Document passage:
● ● ● ● ●
Predictions for Canada’s Natural Gas Production
Canadian natural gas is important in a number of ways: It provides 17% of total US NG consumption and today contributes roughly 11% [see calc at bottom] of the energy content in a barrel of tar sands oil (which will only increase with in-situ recovery growth). By no means (conventional or unconventional), can Canada be considered to have lots of natural gas, yet, we produce more than our fair share. Accurately predicting Canadian NG supply is, of course, important for all the usual North American energy security reasons and, among others: It would be nice to know if Canadians will have NG for things other than tar sands and exports to the US. Half of all Canadian homes are heated primarily by natural gas and about 6% of Canada's electricity sector relies on natural gas, a lot of which is used as peak electricity generation.
It’s well known that Canadian conventional gas peaked around 2001, but according to a continuing trends prediction case from the National Energy Board, it doesn’t appear as if unconventional gas will be playing a big part, at least compared against 2001 peak production levels. Below I summarize some predictions for future production of Canadian natural gas and try to estimate how much of Canada's natural gas will be left over for regular Canadian citizens.
Here is the EIA’s take on Canadian natural gas:
In 2004, Canada provided 85 percent of gross U.S. imports of natural gas. Although Canada’s unconventional and Arctic production both are expected to increase over the projection period, and LNG imports into Eastern Canada are expected to begin by the end of the decade, those supply increases are not expected to be sufficient to offset a decline in conventional production in Canada’s largest producing basin, the Western Sedimentary Basin. Gross U.S. imports of LNG are projected to exceed gross pipeline imports from Canada after 2015, and Canada’s share of gross U.S. imports is projected to decline to 25 percent in 2030.
● ● ● ● ●
Material supplied:
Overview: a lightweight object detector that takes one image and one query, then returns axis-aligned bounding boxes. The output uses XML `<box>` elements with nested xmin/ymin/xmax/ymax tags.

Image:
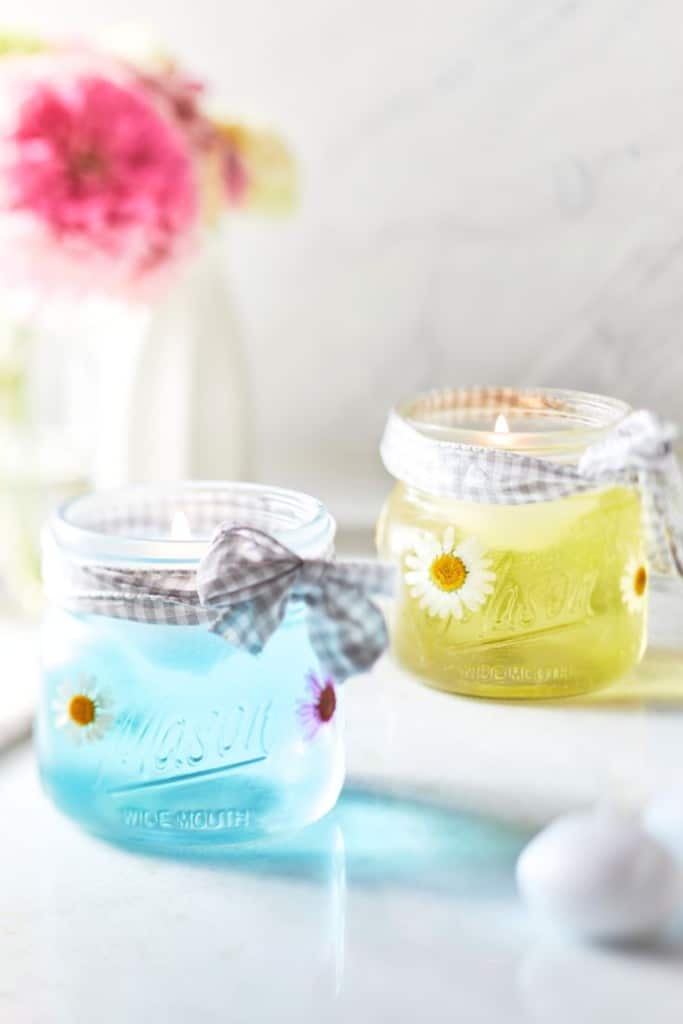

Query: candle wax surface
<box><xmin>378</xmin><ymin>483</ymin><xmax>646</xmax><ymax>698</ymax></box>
● ● ● ● ●
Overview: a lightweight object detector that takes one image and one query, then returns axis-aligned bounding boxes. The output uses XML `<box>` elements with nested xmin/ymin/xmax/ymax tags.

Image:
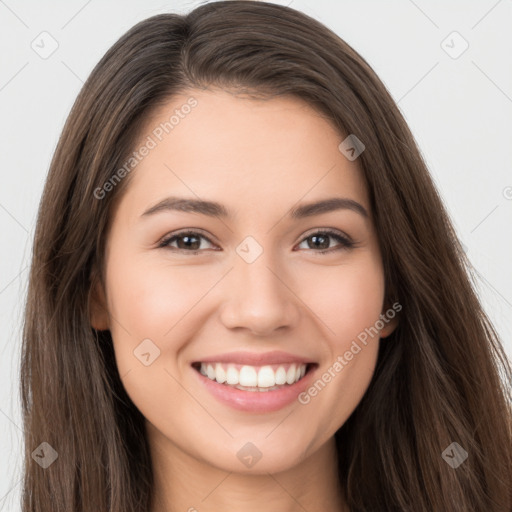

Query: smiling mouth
● ● ● ● ●
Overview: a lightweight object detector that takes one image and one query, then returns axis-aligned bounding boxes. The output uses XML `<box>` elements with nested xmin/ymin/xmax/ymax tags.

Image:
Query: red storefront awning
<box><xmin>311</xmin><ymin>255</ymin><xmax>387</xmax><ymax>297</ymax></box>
● ● ● ● ●
Work to complete:
a - According to the article on Canadian natural gas, what share of Canadian homes rely on natural gas as their main heating source?
b - Write the next part of the article on Canadian natural gas, starting after its last sentence.
The material above isn't needed for anything here.

Exercise responses:
a - Half of all Canadian homes.

b -
In Canada, natural gas consumption in the residential and commercial sectors is expected to increase steadily at rates of 0.5 and 0.7 percent per year, respectively. Strong growth rates of 2.2 percent per year in Canada’s consumption of natural gas for electricity generation and 2.1 percent per year for industrial uses—including vast quantities of natural gas consumed in the mining of the country’s oil sands deposits—are the main contributors to Canada’s projected consumption growth.
In short, Canadian production decreases while consumption increases and LNG imports start while we’re still exporting. From an energy security stand point, this is not good and will be felt over a broad range of industries. Canada will become a net natural gas importer, which will require new LNG terminals, some new pipeline connections and maybe even a reversal of the flow of gas from east to west depending on where the LNG will be coming from.
As far as Canadian exports to the US go, this is linked to production through NAFTA. NAFTA requires that Canada continue to export about 60% of its gas production to the US, and based on the EIA’s predictions of Canadian NG imports, it seems as if the US will be holding Canada to this clause.
How much Canadian gas will be produced?
I’ve painstakingly dug up some good historical NG production data for Canada and compiled a small list of predictions from the NEB and EIA. I’ve put all of the data here for the world to enjoy (aside: why oh why don’t my Canadian tax dollars pay for a good centralized service like the EIA for energy stats?).
Fig 1. Past natural gas production in Canada (data points), predicted future gas production including unconventional sources, excluding imports (broken lines) and my Hubbert model for gas depletion (solid line).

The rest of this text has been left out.